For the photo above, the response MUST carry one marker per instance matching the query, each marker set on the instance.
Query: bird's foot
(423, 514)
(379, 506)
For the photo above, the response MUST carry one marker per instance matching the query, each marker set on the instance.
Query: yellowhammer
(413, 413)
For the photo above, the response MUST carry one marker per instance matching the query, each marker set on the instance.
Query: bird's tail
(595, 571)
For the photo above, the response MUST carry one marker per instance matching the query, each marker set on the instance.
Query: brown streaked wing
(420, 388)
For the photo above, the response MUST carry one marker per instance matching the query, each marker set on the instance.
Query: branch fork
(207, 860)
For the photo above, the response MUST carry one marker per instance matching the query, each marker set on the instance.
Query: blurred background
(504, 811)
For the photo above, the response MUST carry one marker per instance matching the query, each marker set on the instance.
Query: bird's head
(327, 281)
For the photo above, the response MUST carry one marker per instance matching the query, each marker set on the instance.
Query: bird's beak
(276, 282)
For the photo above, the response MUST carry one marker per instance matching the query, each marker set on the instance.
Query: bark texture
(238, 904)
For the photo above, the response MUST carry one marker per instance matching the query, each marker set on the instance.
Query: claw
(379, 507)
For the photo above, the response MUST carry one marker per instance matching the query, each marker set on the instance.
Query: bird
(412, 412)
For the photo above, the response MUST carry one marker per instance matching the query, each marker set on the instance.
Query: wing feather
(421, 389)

──────────

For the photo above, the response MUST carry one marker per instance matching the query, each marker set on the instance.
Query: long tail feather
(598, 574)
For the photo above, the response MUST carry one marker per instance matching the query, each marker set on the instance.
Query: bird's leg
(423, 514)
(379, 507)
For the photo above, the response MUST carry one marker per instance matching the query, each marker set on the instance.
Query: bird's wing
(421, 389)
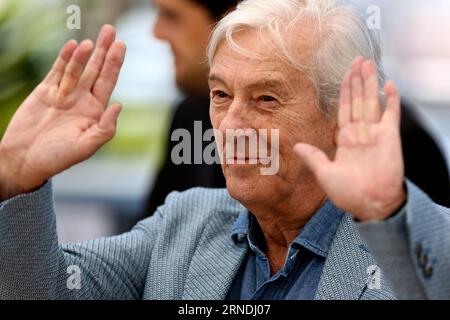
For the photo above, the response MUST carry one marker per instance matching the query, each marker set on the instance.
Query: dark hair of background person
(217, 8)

──────────

● GIVEN TASK:
Count the lines in the material above that contain the string "feather", with case counting. Reply with the number only.

● RESULT BELOW:
2